#### Task directions
Please extract, word for word, the part of the text on the Christmas story between "First, the young" and "this on foot!", inclusive.

The Christmas Story has a Humble Plot

In this passage, Luke reveals the story’s humble plot. I want to highlight three key points in the narrative. They are the traveling couple, the birth of Jesus, and the angels’ message to the shepherds.

First, the young couple from out-of-the-way towns are traveling, because their oppressive government needs more money. Oh yeah, and the girl is pregnant! There is nothing like traveling 70-90 miles under hard conditions when you’re nine months with child. Tradition has taught us that Mary rode on a donkey, but there is no evidence in the Bible for this assumption, and as we’ll see later, Joseph and Mary were of humble means. So, it’s entirely possible, she walked this on foot!

The Bible states, “Joseph also went up from Galilee, from the city of Nazareth, to Judea, to the city of David which is called Bethlehem, because he was of the house and family of David, in order to register along with Mary, who was engaged to him, and was with child. While they were there, the days were completed for her to give birth” (2:4-6). This was no ordinary couple, engagement, or pregnancy.

Can you imagine this scenario? A young girl, around fourteen years of age, who is engaged to a man, and says she is pregnant by God. You may not buy it, right? Many in Mary’s day didn’t buy it either. The rumors shrouded the first Christmas in “seeming” scandal.

Records from a dataset:
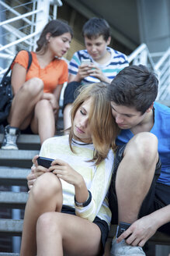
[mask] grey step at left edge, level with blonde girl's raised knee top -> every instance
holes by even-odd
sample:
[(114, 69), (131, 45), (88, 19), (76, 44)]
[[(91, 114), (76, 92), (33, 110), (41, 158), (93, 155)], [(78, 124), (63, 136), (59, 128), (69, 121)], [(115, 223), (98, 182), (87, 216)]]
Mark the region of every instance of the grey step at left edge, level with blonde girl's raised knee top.
[(26, 186), (30, 169), (0, 166), (0, 185)]

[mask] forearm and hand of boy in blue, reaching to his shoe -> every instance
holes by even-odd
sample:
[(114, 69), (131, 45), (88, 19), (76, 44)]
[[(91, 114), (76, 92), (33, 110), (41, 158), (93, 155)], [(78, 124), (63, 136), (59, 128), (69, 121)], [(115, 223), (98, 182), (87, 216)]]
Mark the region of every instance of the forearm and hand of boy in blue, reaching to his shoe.
[(127, 244), (132, 244), (133, 246), (141, 246), (149, 240), (151, 236), (158, 230), (162, 225), (170, 222), (170, 204), (161, 208), (150, 215), (146, 215), (141, 219), (137, 219), (130, 227), (127, 229), (119, 238), (117, 242), (126, 239), (127, 236), (130, 237), (126, 240)]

#### Your response
First, the young couple from out-of-the-way towns are traveling, because their oppressive government needs more money. Oh yeah, and the girl is pregnant! There is nothing like traveling 70-90 miles under hard conditions when you’re nine months with child. Tradition has taught us that Mary rode on a donkey, but there is no evidence in the Bible for this assumption, and as we’ll see later, Joseph and Mary were of humble means. So, it’s entirely possible, she walked this on foot!